**EXERCISE REQUIREMENTS**
Please reproduce every record, keeping each one exactly as written.

+++++

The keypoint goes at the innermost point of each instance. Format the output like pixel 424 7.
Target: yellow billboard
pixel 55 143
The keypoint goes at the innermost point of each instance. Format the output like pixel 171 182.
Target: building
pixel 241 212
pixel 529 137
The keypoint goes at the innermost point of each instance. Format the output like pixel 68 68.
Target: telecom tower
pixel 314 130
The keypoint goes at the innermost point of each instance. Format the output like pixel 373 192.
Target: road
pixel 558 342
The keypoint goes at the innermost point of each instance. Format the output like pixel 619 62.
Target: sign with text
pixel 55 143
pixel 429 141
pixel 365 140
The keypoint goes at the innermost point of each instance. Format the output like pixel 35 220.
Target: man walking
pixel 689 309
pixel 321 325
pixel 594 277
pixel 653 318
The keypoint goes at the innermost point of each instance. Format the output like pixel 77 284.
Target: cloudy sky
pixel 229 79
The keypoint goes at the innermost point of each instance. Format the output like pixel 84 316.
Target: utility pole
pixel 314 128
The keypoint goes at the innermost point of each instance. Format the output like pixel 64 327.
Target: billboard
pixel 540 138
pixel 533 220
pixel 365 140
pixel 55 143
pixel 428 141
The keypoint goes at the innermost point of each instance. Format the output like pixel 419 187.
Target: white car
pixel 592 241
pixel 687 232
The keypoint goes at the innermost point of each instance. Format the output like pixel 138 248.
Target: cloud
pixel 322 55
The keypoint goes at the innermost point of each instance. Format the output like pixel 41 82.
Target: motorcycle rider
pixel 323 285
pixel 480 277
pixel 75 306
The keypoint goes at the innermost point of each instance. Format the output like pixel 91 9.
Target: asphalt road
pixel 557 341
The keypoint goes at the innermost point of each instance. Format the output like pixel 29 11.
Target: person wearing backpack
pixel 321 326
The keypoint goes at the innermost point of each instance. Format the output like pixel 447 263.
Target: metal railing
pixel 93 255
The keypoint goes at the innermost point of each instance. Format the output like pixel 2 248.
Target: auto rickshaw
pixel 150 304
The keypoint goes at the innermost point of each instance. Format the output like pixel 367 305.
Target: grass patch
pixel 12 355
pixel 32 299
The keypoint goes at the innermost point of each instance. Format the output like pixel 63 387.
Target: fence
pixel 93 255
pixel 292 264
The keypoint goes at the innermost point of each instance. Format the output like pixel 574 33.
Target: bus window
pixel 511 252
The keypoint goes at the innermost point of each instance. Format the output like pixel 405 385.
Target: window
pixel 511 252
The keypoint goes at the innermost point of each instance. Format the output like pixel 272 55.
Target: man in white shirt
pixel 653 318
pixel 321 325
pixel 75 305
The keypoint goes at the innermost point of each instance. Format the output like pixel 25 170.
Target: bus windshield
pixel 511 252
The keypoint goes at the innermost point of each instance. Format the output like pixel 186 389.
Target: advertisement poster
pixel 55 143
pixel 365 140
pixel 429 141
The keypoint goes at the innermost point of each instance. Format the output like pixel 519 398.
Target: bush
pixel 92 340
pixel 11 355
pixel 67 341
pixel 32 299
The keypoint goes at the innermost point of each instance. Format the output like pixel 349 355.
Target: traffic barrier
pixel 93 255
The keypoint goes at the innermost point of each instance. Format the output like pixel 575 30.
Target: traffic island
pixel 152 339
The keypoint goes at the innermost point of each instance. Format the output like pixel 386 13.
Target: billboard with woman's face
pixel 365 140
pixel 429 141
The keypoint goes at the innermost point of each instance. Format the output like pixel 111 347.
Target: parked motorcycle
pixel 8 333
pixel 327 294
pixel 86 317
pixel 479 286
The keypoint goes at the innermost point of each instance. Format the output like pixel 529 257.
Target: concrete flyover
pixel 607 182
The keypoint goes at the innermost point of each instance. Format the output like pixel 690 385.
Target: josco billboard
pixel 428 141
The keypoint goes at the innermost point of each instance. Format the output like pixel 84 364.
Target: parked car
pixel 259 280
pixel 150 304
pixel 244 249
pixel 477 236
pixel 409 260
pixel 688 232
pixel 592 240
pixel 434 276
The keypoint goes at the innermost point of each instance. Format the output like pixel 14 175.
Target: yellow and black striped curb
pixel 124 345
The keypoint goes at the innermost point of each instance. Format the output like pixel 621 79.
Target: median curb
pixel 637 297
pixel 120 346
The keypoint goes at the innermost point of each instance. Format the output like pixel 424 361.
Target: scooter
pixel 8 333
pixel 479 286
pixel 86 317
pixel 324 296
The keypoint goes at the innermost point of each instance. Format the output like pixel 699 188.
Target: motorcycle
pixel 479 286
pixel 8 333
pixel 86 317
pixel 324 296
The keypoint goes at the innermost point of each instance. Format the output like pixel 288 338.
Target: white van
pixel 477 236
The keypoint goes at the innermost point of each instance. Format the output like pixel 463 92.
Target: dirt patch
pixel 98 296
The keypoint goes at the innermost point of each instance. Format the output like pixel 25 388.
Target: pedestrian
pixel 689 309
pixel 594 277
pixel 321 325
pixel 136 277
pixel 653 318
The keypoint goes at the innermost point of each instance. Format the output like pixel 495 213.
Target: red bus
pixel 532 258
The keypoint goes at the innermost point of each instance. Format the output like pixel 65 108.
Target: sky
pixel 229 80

+++++

**ANSWER TO THE EXERCISE**
The keypoint goes at the innermost point of each instance. Format the output like pixel 424 7.
Target: yellow billboard
pixel 55 143
The keypoint goes at the innermost point of each instance. Format the output like pixel 171 182.
Target: building
pixel 241 212
pixel 529 137
The keypoint goes at the innermost point of each instance. Format the output like pixel 68 68.
Target: telecom tower
pixel 314 130
The keypoint goes at the innermost point of each instance. Format the output like pixel 373 192.
Target: road
pixel 558 342
The keypoint goes at the innermost point of each instance. Format the output like pixel 619 62.
Target: sign with text
pixel 55 143
pixel 429 141
pixel 365 140
The keypoint goes at the innermost point of each instance. Format the output like pixel 35 220.
Target: man walking
pixel 689 309
pixel 321 325
pixel 594 277
pixel 653 318
The keypoint goes at the innermost point of each instance. Format the output like pixel 77 284.
Target: cloudy sky
pixel 229 79
The keypoint goes at the innermost point of each instance. Format the output like pixel 84 316.
Target: utility pole
pixel 314 128
The keypoint goes at the innermost point of each instance. Format the output like pixel 64 327.
Target: billboard
pixel 540 138
pixel 533 220
pixel 365 140
pixel 55 143
pixel 428 141
The keypoint goes at the innermost point of each instance. Format the output like pixel 419 187.
Target: white car
pixel 592 241
pixel 687 232
The keypoint goes at the innermost point of each instance. Format the output like pixel 138 248.
Target: cloud
pixel 322 55
The keypoint goes at the innermost point of each instance. Format the output like pixel 41 82.
Target: motorcycle rider
pixel 323 285
pixel 480 277
pixel 75 306
The keypoint goes at the innermost point of each instance. Format the output like pixel 91 9.
Target: asphalt road
pixel 557 341
The keypoint goes at the innermost point of each instance. Format the output like pixel 29 11.
Target: person wearing backpack
pixel 321 326
The keypoint goes at the innermost point of each instance. Format the output like pixel 447 263.
Target: metal railing
pixel 93 255
The keypoint goes at the innermost point of each instance. Format the output like pixel 2 248.
Target: auto rickshaw
pixel 150 304
The keypoint goes at the innermost point of each instance. Format the output like pixel 367 305.
Target: grass patch
pixel 12 355
pixel 32 299
The keypoint goes at the innermost point of each instance. Format the output like pixel 63 387.
Target: fence
pixel 93 255
pixel 292 264
The keypoint goes at the innermost point of each instance. Format the output like pixel 574 33.
Target: bus window
pixel 511 252
The keypoint goes at the innermost point of each instance. Format the output like pixel 405 385.
Target: window
pixel 511 252
The keypoint goes at the innermost point of each instance. Format the output like pixel 272 55.
Target: man in white shirt
pixel 653 318
pixel 321 325
pixel 75 305
The keypoint goes at the innermost point of each instance. Format the output like pixel 25 170.
Target: bus windshield
pixel 511 252
The keypoint goes at the innermost point of each instance. Format the output like pixel 186 389.
Target: advertisement poster
pixel 55 143
pixel 365 140
pixel 429 141
The keypoint goes at the innermost point of each instance. Format the output like pixel 519 398.
Target: bush
pixel 92 340
pixel 11 355
pixel 67 341
pixel 32 299
The keypoint goes at the innermost point of each instance. Format the output like pixel 349 355.
Target: traffic barrier
pixel 93 255
The keypoint goes at the innermost point of each instance. Format the output like pixel 575 30.
Target: traffic island
pixel 152 339
The keypoint goes at the innermost point of each instance. Format the output like pixel 386 13.
Target: billboard with woman's face
pixel 365 140
pixel 429 141
The keypoint goes at the innermost point of each instance. Format the output like pixel 111 347.
Target: parked motorcycle
pixel 8 333
pixel 327 294
pixel 86 317
pixel 479 286
The keypoint goes at the innermost point of each instance. Format the output like pixel 529 257.
Target: concrete flyover
pixel 607 182
The keypoint goes at the innermost point of each instance. Format the output like pixel 690 385.
Target: josco billboard
pixel 428 141
The keypoint goes at the innermost point of each instance. Format the output like pixel 84 364.
Target: parked car
pixel 259 280
pixel 150 304
pixel 244 249
pixel 477 236
pixel 409 260
pixel 688 232
pixel 592 240
pixel 434 276
The keypoint goes at the innermost point of each instance. Format the output like pixel 14 175.
Target: yellow and black striped curb
pixel 124 345
The keypoint goes at the innermost point of each instance. Format the output like pixel 621 79.
Target: median curb
pixel 637 297
pixel 120 346
The keypoint goes at the innermost point of each instance. Format the output like pixel 424 361.
Target: scooter
pixel 8 333
pixel 479 286
pixel 86 317
pixel 324 296
The keypoint goes at the innermost point of each instance. Format the output like pixel 699 188.
Target: motorcycle
pixel 479 286
pixel 8 333
pixel 86 317
pixel 324 296
The keypoint goes at the innermost point of each instance. Format the output like pixel 288 338.
Target: white van
pixel 477 236
The keypoint goes at the innermost point of each instance. Format the output like pixel 463 92.
Target: dirt patch
pixel 98 296
The keypoint goes at the innermost point of each instance. Format the output like pixel 25 388.
Target: pedestrian
pixel 689 309
pixel 594 277
pixel 321 325
pixel 136 277
pixel 653 318
The keypoint goes at the innermost point of each instance. Format the output like pixel 495 213.
Target: red bus
pixel 532 258
The keypoint goes at the innermost point of each instance. Format the output like pixel 65 108.
Target: sky
pixel 229 80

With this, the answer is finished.